[Segmentation dataset records]
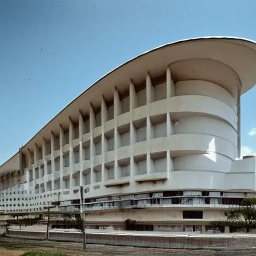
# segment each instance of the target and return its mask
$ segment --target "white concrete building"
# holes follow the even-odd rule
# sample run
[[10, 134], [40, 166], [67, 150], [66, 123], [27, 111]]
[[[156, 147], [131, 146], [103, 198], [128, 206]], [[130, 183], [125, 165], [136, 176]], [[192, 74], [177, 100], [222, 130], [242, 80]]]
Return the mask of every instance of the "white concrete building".
[[60, 200], [85, 203], [92, 225], [130, 218], [181, 231], [224, 218], [256, 196], [255, 158], [236, 160], [256, 51], [242, 38], [192, 39], [112, 71], [0, 166], [0, 210]]

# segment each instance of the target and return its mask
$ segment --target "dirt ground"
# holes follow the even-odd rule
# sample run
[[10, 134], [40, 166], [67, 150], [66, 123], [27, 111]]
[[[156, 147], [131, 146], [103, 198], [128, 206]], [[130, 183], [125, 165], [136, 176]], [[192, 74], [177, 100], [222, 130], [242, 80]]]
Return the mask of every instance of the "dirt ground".
[[84, 252], [80, 244], [32, 241], [14, 238], [0, 239], [0, 256], [18, 256], [32, 250], [60, 250], [68, 256], [256, 256], [256, 250], [215, 250], [156, 249], [88, 244]]

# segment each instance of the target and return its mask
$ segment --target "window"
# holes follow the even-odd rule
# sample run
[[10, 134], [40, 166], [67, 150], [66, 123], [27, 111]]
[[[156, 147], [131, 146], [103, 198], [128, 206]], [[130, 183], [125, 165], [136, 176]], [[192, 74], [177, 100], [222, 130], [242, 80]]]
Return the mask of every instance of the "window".
[[202, 210], [184, 210], [183, 218], [202, 218]]

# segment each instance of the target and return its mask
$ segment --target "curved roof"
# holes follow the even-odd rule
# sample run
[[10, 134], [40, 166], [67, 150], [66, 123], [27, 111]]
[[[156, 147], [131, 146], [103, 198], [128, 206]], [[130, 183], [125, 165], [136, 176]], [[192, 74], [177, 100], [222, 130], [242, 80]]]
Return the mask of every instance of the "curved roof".
[[172, 63], [188, 59], [212, 60], [229, 67], [237, 74], [230, 83], [232, 86], [242, 84], [242, 94], [256, 84], [256, 42], [222, 36], [176, 42], [140, 54], [100, 78], [50, 120], [24, 148], [32, 150], [35, 143], [40, 145], [42, 137], [49, 139], [51, 132], [58, 134], [60, 124], [64, 128], [68, 128], [70, 118], [78, 120], [78, 110], [84, 115], [88, 114], [90, 104], [94, 106], [100, 106], [102, 95], [106, 100], [112, 100], [115, 88], [122, 93], [127, 90], [130, 80], [136, 84], [144, 80], [148, 70], [154, 77], [164, 74]]

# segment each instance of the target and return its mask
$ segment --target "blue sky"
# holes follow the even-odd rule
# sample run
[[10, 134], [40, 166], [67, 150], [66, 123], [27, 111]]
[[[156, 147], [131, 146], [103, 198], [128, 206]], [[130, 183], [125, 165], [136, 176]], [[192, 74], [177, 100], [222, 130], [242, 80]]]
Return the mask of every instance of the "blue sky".
[[[255, 0], [1, 0], [0, 164], [94, 82], [143, 52], [197, 36], [256, 40], [256, 7]], [[256, 152], [256, 130], [248, 134], [256, 97], [256, 86], [242, 98], [246, 154]]]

→ EXERCISE TASK
Copy the records above exactly. The pictures are not part of the copy.

→ ANSWER
# segment each instance of the target and return its mask
$ segment --target "white concrete building"
# holes follow the even-odd rule
# sample run
[[10, 134], [40, 166], [67, 150], [66, 123], [27, 111]]
[[[156, 147], [131, 146], [103, 198], [128, 206]], [[130, 183], [125, 165], [136, 176]], [[192, 74], [177, 100], [222, 130], [242, 80]]]
Return the mask of every instance of the "white concrete building".
[[60, 200], [85, 203], [92, 225], [130, 218], [181, 231], [224, 218], [256, 196], [255, 158], [236, 160], [256, 51], [242, 38], [192, 39], [112, 71], [0, 166], [0, 210]]

# segment each instance of the target and return its mask
$ segment --target "dirt ground"
# holes follow the even-odd rule
# sample run
[[10, 134], [40, 166], [67, 150], [66, 123], [27, 111]]
[[[156, 147], [131, 146], [103, 198], [128, 206]], [[130, 183], [125, 165], [136, 176]], [[192, 74], [177, 100], [222, 130], [242, 80]]]
Return the mask of every instance of the "dirt ground".
[[84, 252], [80, 244], [32, 241], [14, 238], [0, 239], [0, 256], [18, 256], [32, 250], [60, 250], [68, 256], [256, 256], [256, 250], [215, 250], [156, 249], [88, 244]]

# segment each instance of the target and return its mask
$ segment --target "window"
# holes follow the even-odd rule
# sample run
[[10, 134], [40, 166], [67, 150], [66, 123], [27, 111]]
[[[156, 147], [131, 146], [103, 198], [128, 206]], [[130, 183], [125, 165], [136, 176]], [[192, 74], [177, 100], [222, 130], [242, 80]]]
Return the mask of every instance of the "window".
[[202, 210], [184, 210], [183, 218], [202, 218]]

# segment each instance of the target and return its mask
$ segment --target "curved roof"
# holes follow the even-odd rule
# sample run
[[10, 134], [40, 166], [67, 150], [66, 123], [27, 111]]
[[[156, 147], [131, 146], [103, 198], [128, 206]], [[130, 183], [125, 165], [136, 176]], [[192, 74], [177, 100], [222, 130], [242, 80]]]
Return the mask of every instance of the "curved roof".
[[172, 63], [188, 59], [212, 60], [229, 67], [237, 74], [230, 83], [232, 86], [242, 84], [242, 94], [256, 84], [256, 42], [222, 36], [176, 42], [140, 54], [100, 78], [50, 120], [24, 148], [32, 150], [35, 143], [40, 145], [42, 137], [49, 139], [51, 132], [58, 134], [60, 124], [64, 128], [68, 128], [70, 118], [78, 120], [78, 110], [84, 115], [88, 114], [90, 104], [94, 106], [100, 106], [102, 95], [106, 100], [112, 100], [115, 88], [122, 93], [127, 90], [130, 80], [136, 84], [144, 80], [148, 70], [154, 77], [164, 74]]

# segment each instance of the target and return its mask
$ segment --target "blue sky"
# holes follow the even-odd rule
# sample run
[[10, 134], [40, 166], [67, 150], [66, 123], [27, 111]]
[[[156, 147], [131, 146], [103, 198], [128, 206]], [[130, 183], [125, 165], [136, 176]], [[192, 74], [177, 100], [222, 130], [242, 80]]]
Return the mask of every instance of the "blue sky".
[[[255, 0], [1, 0], [0, 164], [94, 82], [143, 52], [197, 36], [256, 40], [256, 7]], [[256, 152], [256, 130], [248, 134], [256, 97], [256, 86], [242, 98], [246, 154]]]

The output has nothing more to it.